--- Start Exercise materials ---

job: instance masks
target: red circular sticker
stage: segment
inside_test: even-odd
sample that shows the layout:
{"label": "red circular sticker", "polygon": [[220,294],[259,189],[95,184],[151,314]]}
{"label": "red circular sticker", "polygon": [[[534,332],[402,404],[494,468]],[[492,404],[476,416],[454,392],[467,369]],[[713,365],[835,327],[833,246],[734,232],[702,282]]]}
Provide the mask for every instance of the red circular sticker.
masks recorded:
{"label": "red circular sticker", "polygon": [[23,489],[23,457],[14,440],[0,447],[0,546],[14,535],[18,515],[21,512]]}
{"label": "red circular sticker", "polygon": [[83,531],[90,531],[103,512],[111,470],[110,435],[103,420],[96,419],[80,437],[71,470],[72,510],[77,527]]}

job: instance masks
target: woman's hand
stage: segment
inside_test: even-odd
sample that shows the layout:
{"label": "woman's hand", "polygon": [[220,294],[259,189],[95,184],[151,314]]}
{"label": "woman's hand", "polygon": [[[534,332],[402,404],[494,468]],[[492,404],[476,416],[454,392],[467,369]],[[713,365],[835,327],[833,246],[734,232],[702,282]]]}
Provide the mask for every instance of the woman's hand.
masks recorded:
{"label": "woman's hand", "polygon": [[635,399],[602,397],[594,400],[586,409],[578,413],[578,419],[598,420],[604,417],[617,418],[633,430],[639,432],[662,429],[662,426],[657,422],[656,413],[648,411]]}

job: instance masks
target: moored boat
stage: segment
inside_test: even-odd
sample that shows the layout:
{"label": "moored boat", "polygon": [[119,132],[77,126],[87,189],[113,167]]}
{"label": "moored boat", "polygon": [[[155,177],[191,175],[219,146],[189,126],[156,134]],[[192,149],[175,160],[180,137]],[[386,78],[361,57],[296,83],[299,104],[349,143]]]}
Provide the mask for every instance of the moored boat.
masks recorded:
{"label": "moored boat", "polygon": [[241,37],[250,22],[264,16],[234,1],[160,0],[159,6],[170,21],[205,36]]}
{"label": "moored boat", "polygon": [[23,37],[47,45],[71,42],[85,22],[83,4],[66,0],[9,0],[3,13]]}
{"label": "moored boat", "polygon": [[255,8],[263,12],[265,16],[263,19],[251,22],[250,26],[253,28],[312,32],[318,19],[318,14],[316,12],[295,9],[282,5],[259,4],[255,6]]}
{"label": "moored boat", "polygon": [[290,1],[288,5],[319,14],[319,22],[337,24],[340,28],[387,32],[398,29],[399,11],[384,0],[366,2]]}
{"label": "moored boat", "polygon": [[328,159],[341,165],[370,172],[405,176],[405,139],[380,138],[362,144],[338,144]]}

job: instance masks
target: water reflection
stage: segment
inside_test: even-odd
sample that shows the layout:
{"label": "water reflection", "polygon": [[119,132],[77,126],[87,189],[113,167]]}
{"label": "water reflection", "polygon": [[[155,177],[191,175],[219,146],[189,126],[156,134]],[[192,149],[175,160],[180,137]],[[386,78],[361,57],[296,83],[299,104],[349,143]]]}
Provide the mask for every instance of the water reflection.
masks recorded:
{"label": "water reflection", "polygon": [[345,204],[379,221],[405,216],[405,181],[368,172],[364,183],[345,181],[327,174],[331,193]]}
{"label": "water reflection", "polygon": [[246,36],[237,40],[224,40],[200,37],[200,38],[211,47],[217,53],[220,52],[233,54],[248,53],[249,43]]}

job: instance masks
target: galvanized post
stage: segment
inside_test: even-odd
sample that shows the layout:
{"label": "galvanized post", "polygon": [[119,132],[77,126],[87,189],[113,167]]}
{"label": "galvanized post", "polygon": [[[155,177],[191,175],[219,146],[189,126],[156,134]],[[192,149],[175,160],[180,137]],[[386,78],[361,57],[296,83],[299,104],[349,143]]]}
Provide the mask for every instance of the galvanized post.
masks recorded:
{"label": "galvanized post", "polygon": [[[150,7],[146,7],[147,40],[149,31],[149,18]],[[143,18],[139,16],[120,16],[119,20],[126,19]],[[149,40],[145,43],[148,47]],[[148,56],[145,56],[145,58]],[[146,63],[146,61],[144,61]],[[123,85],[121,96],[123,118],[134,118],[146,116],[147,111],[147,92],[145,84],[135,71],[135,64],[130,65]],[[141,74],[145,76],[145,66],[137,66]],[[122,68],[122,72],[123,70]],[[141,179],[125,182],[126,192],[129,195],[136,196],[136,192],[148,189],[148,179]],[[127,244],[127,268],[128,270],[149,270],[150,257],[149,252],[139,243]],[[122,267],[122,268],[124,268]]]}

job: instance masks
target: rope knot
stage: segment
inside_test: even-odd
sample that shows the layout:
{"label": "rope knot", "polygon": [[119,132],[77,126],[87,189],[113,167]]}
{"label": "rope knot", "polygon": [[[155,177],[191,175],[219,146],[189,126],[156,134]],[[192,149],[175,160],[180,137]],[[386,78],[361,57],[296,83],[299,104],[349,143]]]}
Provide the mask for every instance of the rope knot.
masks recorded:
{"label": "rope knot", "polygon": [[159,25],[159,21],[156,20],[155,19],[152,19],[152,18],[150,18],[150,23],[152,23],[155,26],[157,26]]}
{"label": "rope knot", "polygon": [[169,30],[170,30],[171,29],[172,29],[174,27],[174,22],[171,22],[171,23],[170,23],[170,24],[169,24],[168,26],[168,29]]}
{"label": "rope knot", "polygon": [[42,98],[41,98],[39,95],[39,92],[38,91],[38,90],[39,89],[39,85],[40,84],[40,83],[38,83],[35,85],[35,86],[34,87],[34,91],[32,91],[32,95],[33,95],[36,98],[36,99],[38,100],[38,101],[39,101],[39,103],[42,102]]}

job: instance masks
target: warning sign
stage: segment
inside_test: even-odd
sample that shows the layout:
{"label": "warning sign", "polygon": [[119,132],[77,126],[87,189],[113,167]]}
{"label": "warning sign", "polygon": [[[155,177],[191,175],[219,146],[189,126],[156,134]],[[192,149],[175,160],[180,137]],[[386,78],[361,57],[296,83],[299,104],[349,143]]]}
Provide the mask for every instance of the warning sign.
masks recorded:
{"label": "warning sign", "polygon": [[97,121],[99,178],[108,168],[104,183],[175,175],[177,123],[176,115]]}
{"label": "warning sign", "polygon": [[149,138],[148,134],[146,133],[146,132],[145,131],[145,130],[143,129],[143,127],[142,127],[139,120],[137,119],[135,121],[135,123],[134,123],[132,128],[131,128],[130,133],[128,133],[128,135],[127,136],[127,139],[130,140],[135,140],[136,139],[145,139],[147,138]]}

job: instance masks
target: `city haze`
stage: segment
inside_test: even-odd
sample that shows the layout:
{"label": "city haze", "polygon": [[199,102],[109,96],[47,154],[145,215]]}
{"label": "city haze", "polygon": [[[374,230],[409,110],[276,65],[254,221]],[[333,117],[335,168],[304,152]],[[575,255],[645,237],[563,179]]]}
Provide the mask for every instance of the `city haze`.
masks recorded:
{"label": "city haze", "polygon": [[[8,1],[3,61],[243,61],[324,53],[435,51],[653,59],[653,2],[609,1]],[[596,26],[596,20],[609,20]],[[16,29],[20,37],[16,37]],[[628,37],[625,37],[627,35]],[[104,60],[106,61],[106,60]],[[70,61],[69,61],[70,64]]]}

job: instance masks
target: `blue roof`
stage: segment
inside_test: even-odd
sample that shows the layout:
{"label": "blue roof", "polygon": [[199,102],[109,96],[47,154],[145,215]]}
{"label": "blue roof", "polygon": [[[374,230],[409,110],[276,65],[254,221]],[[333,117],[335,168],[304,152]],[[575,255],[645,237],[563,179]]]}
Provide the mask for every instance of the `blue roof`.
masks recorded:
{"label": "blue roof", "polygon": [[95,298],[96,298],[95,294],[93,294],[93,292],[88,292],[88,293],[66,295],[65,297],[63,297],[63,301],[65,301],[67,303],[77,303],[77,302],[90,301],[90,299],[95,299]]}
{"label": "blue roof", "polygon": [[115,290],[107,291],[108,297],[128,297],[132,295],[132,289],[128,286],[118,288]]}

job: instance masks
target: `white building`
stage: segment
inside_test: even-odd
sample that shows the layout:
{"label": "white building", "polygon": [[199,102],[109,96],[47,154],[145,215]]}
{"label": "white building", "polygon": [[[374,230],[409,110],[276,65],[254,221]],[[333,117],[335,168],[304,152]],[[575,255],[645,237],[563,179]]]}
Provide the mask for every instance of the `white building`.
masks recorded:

--- End Exercise materials ---

How many lines of the listing above contain the word "reflection"? Reply with the number alone.

6